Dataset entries

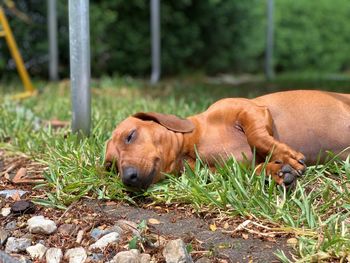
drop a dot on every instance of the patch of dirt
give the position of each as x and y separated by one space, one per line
219 238
181 222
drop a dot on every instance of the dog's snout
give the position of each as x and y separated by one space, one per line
108 165
130 176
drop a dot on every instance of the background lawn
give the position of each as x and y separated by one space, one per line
317 212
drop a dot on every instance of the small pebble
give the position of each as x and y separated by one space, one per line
105 241
5 211
76 255
23 207
54 255
36 252
15 245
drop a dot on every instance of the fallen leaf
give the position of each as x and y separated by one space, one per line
16 196
153 221
213 227
292 241
245 236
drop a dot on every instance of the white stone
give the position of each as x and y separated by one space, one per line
76 255
54 255
15 245
40 225
37 251
175 252
6 211
105 241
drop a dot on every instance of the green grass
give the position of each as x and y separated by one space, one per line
317 212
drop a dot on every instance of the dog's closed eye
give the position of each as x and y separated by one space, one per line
110 166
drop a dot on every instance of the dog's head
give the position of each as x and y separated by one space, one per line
145 145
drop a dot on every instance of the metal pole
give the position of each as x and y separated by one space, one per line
269 71
155 35
53 47
79 43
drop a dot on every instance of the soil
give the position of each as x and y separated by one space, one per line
210 235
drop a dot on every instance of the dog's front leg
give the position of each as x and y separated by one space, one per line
285 163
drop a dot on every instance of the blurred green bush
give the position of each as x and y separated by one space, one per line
210 36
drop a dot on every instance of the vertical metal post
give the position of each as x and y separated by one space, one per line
155 36
79 44
269 71
52 32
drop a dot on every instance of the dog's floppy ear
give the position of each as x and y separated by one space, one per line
171 122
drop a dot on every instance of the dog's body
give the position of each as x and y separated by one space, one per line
288 126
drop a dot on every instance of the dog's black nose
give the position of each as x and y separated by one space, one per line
130 176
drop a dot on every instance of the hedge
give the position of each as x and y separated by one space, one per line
210 36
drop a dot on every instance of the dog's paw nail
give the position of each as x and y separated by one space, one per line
288 179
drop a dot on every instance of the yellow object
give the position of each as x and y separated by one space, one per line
22 71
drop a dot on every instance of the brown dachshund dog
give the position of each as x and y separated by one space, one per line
293 128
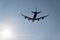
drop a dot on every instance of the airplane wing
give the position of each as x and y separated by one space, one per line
27 17
41 17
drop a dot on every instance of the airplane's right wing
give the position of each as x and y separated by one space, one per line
41 17
27 17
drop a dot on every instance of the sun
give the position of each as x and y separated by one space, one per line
6 32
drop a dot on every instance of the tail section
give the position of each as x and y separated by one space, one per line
36 12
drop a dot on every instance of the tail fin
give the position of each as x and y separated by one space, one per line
36 11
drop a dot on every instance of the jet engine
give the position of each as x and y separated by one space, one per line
42 17
25 17
29 19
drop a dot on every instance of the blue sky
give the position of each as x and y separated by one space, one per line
47 29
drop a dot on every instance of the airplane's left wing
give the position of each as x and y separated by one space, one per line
41 17
27 17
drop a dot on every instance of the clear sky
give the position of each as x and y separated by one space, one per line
47 29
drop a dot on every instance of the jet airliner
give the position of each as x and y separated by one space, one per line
34 16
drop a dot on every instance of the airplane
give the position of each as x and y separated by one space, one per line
34 16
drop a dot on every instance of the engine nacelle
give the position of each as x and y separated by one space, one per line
38 19
29 19
25 17
42 17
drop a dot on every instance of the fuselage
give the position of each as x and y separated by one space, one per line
34 17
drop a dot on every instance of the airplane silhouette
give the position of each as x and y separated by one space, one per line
34 16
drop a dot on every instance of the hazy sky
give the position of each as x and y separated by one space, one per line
47 29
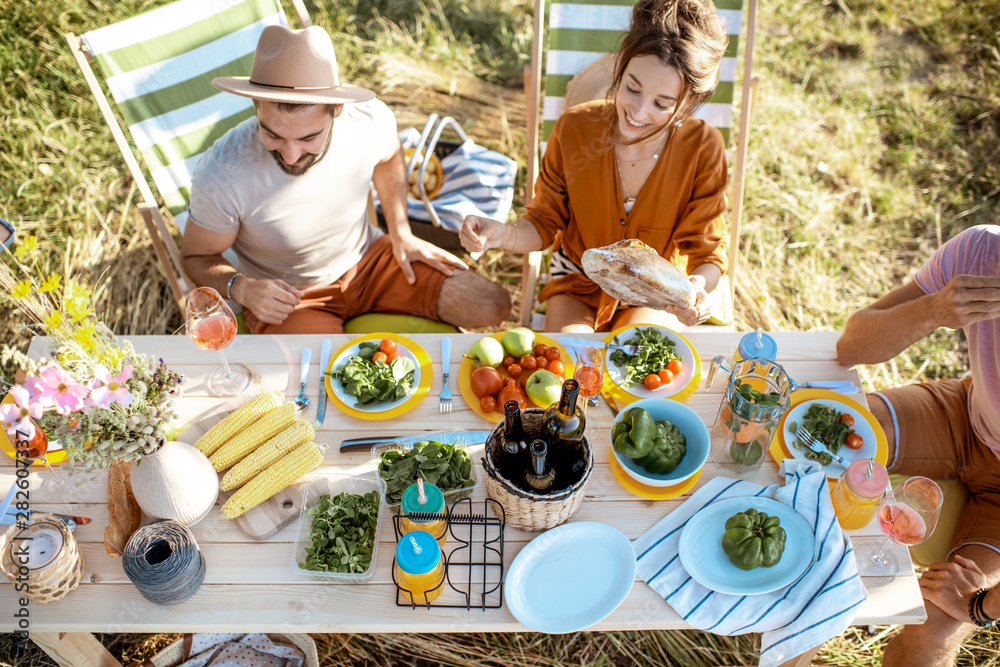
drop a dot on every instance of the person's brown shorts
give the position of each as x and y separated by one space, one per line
935 439
374 285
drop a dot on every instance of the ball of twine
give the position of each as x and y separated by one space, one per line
164 562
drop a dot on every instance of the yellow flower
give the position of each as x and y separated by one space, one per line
21 290
51 284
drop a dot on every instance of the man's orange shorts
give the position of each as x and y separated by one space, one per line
935 439
374 285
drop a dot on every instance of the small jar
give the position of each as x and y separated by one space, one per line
434 505
419 567
858 492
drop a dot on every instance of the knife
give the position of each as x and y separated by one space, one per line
324 359
464 439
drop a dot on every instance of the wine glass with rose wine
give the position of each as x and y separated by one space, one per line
212 326
907 515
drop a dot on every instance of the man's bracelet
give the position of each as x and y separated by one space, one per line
229 287
976 613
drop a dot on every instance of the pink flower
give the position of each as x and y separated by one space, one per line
61 390
104 389
20 412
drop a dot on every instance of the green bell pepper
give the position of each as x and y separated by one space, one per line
633 436
753 539
669 447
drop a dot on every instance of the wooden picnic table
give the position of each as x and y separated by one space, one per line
249 586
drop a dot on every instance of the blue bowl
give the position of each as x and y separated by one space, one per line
691 427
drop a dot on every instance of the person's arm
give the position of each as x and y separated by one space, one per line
201 258
882 330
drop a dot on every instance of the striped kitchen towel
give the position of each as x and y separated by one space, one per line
793 619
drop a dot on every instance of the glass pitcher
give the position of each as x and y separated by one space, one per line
756 397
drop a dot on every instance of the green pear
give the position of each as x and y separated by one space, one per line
543 388
519 341
486 352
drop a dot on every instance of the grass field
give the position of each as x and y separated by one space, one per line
876 137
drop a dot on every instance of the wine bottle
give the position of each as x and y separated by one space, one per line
540 475
564 421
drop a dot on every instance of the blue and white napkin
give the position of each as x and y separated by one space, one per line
793 619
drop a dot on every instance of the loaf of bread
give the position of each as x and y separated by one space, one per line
634 273
124 515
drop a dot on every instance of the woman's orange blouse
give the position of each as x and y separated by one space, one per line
578 200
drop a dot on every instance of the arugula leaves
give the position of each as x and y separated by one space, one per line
446 466
373 383
343 533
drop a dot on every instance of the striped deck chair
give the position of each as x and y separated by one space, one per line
581 32
159 67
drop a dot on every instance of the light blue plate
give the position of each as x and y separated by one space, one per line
701 553
570 577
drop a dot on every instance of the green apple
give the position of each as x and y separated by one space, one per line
519 341
543 388
486 352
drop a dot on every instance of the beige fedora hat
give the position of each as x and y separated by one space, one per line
297 66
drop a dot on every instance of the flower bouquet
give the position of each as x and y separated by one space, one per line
95 394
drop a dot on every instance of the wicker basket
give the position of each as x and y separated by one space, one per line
533 511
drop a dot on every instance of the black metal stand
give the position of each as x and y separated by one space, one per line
479 551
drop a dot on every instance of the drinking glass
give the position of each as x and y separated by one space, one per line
212 326
908 515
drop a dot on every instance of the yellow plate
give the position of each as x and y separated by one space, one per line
779 449
422 379
651 492
679 389
465 372
53 456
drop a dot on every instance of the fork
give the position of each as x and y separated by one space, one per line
445 405
302 401
809 440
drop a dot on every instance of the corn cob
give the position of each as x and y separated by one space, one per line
237 421
250 438
287 440
278 476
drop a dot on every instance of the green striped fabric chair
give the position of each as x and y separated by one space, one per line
582 32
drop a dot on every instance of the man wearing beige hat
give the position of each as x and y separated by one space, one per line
288 189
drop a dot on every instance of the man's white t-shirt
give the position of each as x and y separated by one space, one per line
307 230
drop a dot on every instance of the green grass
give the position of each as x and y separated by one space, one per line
876 136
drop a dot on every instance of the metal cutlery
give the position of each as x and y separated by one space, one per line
302 400
445 400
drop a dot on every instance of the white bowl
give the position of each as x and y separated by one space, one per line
691 427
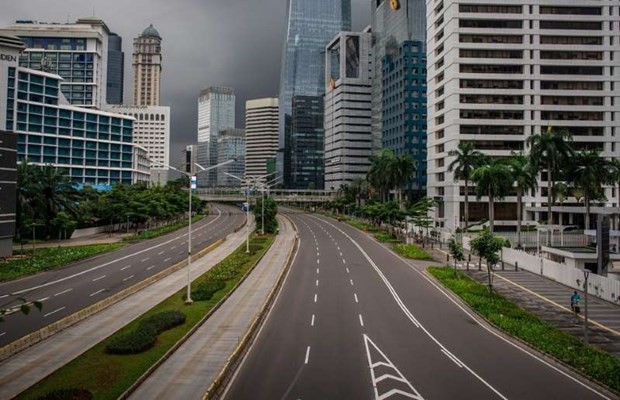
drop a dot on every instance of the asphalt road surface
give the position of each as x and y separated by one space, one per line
354 321
69 289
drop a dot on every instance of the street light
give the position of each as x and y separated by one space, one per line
192 185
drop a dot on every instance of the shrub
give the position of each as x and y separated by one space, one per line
145 335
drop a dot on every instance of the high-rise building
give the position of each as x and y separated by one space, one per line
147 60
216 112
348 138
499 73
78 52
311 25
230 146
392 23
116 70
261 132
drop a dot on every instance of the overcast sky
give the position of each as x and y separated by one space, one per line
205 43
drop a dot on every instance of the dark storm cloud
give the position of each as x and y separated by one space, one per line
205 43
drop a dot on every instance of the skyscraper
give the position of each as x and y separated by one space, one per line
216 112
147 68
311 25
261 130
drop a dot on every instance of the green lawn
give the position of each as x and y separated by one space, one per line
108 376
519 323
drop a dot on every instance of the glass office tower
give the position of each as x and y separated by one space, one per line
311 26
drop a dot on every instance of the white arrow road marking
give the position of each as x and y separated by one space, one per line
395 375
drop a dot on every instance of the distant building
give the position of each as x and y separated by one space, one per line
78 52
147 61
348 138
261 132
216 112
230 145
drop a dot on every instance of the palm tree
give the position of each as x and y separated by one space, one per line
588 172
467 160
493 180
548 151
525 177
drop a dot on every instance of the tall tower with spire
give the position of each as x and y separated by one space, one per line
147 67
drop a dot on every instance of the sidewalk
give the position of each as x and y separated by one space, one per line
194 366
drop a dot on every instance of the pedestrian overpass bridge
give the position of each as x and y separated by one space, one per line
283 196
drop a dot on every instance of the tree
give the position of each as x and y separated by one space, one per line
486 245
466 161
588 171
525 177
549 151
493 180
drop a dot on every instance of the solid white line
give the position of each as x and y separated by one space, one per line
63 292
307 355
96 293
54 312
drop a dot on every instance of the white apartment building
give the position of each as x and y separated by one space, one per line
151 132
348 112
499 72
261 133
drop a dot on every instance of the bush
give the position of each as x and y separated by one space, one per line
205 290
145 335
68 394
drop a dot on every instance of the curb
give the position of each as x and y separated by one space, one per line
33 338
170 352
220 382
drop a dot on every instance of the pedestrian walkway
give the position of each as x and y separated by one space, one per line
194 366
35 363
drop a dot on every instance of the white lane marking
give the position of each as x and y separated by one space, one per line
109 262
97 292
409 315
63 292
54 312
307 355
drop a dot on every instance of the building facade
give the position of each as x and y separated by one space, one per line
152 132
231 146
403 120
216 112
499 73
147 59
78 52
311 26
348 137
261 132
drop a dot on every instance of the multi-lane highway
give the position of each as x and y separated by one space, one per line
67 290
354 321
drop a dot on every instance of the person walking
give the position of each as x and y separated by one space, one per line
574 302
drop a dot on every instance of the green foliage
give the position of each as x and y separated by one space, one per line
50 258
412 251
145 335
517 322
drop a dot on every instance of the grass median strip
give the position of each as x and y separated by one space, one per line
512 319
107 376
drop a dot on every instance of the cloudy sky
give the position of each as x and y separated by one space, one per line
205 43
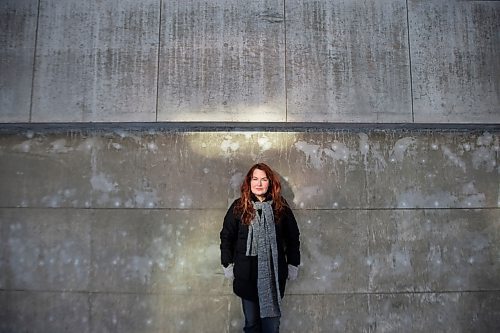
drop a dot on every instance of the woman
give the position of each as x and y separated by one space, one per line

# BRIEF
Will you return exactly the lines above from the one with "drop a dot on every instance of the distant" down to the one with "drop a dot on every instance of the palm tree", counting both as part of the range?

# TASK ANSWER
drop a dot on every instance of the distant building
give the position of each as x and y separated by one space, one per line
78 52
147 61
348 138
261 132
216 112
230 145
drop a dot on every instance of the palm tree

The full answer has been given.